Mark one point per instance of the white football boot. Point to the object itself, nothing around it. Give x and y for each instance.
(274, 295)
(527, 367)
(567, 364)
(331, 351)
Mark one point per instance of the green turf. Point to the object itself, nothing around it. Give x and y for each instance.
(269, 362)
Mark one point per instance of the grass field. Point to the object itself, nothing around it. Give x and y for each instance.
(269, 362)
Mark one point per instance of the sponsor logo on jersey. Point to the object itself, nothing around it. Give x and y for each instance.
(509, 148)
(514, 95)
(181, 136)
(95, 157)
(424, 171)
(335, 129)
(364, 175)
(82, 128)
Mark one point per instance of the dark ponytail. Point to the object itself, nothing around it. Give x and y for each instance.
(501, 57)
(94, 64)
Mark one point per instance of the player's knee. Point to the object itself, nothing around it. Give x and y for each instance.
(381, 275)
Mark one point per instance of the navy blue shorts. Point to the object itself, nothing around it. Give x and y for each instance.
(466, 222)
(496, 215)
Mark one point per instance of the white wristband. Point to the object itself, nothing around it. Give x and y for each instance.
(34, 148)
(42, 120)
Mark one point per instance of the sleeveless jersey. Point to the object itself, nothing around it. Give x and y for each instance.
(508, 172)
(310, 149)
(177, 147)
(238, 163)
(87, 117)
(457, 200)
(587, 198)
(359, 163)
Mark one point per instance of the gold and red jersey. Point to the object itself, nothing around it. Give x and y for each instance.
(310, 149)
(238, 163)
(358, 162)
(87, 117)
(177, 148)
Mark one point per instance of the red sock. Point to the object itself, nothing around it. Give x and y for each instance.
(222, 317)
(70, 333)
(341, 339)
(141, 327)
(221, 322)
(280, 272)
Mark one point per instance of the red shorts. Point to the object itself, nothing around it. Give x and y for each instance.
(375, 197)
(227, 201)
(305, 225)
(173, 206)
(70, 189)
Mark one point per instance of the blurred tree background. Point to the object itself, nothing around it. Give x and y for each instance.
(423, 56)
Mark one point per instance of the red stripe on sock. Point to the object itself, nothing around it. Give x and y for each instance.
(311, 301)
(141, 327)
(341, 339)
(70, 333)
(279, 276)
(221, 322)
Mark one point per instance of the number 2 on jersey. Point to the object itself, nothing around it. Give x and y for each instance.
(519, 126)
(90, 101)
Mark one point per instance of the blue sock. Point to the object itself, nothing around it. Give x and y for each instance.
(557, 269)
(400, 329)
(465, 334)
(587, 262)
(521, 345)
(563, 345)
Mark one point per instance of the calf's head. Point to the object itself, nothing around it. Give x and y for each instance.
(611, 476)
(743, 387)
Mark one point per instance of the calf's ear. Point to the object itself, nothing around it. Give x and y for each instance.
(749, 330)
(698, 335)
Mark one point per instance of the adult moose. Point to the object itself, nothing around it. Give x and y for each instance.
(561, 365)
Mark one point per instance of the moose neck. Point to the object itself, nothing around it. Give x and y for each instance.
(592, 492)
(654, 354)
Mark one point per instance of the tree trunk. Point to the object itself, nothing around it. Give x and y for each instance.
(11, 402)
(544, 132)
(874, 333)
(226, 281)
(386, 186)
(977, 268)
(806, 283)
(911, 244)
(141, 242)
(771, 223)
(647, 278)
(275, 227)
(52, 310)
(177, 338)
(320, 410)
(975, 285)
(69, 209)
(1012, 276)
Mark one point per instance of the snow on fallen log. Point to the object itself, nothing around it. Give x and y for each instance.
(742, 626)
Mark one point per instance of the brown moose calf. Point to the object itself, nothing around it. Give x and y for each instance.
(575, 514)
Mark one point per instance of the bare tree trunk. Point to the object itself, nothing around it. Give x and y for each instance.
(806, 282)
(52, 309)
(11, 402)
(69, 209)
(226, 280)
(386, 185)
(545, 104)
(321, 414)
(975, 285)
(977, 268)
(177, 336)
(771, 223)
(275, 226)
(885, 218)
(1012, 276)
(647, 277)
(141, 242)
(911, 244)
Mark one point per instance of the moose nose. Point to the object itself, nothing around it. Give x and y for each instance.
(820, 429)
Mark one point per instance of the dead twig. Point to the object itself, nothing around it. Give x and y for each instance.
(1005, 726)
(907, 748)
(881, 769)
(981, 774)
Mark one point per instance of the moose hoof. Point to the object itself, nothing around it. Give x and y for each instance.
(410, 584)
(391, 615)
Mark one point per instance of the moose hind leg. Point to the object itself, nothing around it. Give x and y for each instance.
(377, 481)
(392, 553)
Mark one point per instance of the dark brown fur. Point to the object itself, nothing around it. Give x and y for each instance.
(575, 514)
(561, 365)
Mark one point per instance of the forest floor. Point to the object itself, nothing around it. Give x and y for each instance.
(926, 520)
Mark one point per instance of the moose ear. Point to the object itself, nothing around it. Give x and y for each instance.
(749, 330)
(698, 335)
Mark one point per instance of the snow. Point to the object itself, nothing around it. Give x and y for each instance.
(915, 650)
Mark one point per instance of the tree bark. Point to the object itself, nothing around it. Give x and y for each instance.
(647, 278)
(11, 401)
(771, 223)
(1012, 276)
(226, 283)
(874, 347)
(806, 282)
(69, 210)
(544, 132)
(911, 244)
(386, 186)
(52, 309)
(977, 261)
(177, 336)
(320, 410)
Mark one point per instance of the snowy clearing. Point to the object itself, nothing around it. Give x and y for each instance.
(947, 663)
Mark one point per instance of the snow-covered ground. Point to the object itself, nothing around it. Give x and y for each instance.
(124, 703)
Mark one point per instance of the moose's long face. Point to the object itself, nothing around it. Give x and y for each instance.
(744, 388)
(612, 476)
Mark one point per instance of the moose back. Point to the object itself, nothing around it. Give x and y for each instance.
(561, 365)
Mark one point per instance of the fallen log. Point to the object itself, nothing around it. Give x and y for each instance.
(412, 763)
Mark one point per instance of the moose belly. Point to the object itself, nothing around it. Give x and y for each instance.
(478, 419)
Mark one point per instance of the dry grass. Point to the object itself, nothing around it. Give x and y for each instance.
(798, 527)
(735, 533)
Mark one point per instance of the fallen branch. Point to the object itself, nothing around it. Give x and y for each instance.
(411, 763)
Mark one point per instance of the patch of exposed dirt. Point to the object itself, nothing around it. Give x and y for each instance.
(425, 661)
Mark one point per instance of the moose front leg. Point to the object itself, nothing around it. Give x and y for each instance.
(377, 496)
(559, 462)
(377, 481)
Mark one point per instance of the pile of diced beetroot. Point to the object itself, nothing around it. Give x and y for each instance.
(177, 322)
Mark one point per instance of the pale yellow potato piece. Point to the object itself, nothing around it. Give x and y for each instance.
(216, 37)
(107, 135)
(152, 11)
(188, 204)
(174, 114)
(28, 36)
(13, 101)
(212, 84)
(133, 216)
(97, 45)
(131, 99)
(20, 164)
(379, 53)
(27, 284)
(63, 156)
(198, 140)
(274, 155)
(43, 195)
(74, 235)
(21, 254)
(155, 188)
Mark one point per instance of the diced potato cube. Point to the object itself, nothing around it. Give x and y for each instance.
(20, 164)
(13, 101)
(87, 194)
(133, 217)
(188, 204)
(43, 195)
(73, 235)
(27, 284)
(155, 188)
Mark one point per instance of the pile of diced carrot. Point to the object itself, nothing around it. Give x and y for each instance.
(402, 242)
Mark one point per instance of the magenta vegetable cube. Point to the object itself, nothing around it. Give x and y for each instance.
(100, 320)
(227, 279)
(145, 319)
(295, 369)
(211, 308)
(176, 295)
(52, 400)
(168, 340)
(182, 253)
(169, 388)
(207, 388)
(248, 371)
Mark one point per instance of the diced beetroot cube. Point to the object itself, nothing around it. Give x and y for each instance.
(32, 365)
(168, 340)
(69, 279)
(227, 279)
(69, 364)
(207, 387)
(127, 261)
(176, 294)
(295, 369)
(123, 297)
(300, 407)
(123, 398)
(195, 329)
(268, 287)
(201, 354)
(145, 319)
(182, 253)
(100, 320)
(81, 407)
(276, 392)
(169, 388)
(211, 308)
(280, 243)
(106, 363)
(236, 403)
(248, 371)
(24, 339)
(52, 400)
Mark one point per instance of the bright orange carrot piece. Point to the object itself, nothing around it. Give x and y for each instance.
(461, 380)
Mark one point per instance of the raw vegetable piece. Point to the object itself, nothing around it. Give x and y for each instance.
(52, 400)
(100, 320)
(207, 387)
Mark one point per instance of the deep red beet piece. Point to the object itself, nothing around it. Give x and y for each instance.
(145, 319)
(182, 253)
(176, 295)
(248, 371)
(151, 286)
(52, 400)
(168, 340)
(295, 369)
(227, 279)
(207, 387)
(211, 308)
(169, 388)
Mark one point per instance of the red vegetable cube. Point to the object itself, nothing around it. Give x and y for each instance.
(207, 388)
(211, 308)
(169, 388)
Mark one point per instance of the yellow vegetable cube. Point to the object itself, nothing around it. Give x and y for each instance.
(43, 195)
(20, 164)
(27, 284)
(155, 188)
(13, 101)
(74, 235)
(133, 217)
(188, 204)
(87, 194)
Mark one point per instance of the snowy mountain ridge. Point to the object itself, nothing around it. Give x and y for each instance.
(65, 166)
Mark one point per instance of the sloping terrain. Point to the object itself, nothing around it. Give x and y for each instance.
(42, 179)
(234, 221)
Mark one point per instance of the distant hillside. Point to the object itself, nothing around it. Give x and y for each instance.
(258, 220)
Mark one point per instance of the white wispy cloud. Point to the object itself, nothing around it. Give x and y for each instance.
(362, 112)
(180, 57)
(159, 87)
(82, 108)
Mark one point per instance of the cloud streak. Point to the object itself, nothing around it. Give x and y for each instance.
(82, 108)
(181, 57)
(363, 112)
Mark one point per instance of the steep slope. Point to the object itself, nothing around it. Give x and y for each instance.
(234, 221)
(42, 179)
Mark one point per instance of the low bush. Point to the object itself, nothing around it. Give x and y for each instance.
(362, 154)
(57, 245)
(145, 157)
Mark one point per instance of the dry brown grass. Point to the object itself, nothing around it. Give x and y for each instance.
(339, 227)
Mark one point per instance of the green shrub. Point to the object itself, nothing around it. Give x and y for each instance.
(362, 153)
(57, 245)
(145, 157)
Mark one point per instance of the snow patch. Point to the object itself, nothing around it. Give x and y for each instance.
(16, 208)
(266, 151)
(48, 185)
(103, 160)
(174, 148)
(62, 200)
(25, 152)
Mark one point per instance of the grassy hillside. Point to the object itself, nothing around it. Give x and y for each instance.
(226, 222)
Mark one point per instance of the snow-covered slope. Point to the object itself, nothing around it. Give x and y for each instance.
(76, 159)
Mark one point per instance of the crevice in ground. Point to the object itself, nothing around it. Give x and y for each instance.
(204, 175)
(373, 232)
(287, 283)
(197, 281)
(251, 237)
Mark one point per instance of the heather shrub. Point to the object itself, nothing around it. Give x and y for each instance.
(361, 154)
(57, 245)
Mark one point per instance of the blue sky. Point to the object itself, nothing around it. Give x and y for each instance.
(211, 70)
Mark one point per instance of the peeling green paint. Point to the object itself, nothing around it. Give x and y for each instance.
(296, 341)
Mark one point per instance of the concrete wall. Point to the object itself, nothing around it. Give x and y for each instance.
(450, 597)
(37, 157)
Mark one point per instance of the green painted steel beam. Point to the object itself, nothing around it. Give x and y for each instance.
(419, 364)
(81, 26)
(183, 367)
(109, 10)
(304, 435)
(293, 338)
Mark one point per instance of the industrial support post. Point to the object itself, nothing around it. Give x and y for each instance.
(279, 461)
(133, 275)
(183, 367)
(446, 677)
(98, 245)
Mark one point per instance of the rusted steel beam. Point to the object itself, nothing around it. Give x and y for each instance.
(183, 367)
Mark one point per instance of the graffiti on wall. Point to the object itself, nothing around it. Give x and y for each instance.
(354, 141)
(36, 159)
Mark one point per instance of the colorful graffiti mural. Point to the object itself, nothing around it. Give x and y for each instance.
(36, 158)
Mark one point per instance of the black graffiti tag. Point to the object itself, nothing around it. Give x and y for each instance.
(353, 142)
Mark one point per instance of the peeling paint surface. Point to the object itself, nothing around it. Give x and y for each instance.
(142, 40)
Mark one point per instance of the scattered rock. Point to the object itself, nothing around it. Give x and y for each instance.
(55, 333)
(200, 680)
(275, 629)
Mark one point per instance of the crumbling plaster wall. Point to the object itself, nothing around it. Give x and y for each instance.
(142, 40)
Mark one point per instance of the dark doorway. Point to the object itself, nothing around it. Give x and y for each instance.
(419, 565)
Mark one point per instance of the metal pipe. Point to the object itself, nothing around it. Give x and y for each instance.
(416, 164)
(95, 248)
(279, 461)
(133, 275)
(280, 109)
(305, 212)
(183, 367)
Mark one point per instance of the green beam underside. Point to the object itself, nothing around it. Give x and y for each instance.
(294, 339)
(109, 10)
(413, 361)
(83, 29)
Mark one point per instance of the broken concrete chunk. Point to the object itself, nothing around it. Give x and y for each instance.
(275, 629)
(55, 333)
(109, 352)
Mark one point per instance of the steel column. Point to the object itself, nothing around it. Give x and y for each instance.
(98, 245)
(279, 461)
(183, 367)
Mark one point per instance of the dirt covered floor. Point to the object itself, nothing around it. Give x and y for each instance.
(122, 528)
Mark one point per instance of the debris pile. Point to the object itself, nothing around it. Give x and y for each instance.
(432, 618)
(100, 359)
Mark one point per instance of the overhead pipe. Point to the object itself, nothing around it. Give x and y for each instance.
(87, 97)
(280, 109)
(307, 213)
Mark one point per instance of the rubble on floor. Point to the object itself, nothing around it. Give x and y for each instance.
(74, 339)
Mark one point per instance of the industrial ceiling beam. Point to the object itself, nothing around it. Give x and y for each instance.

============

• GIVEN TASK: Every line from the one containing "Mark one point per instance of the crumbling" through the end of the entries above must be echoed exactly, with both ends kept.

• FINISHED ANSWER:
Mark one point per instance of the crumbling plaster wall. Point to the object itself, nothing around it. Give x and y for each instance.
(142, 40)
Mark one point per instance of the dark doorway. Point to the object itself, nothing around it. Give x and y for each instance.
(419, 565)
Mark one point per instance of the metal pipe. Point to the object itself, nothing around it. Give x and y for each instance.
(416, 164)
(95, 248)
(279, 461)
(133, 275)
(280, 109)
(305, 212)
(183, 367)
Mark one point per instance of the green beam underside. Point to the object itself, nothing around it. Give x and y for each instance.
(294, 339)
(109, 10)
(413, 361)
(83, 29)
Mark one point per instance of the broken concrete chunk. Point to the object itself, nothing around it. Give x and y for each instance.
(275, 629)
(55, 333)
(109, 352)
Mark one point per instance of the steel column. Point to the object itself, nothing around it. Give x and y for each instance.
(98, 245)
(279, 461)
(183, 367)
Mark one point per instance of the dirt covered floor. Point to the object itself, nothing around it. Give x and y for each instance.
(122, 528)
Mark one point per instance of the debris pile. Point to the object itself, nothing around it. Give x and y for each instance.
(432, 618)
(100, 359)
Mark one point per instance of the overhead pipe. Point to the object itself, nothing around it. Give x and y for each instance.
(87, 97)
(280, 109)
(307, 213)
Mark one point per instance of the rubble on floor. Point to the object itself, nothing around it. Give x and y for each instance.
(74, 339)
Mark one point per instance of the industrial ceiling beam. Point to the object itself, nothing around it. Give x and y for each instance.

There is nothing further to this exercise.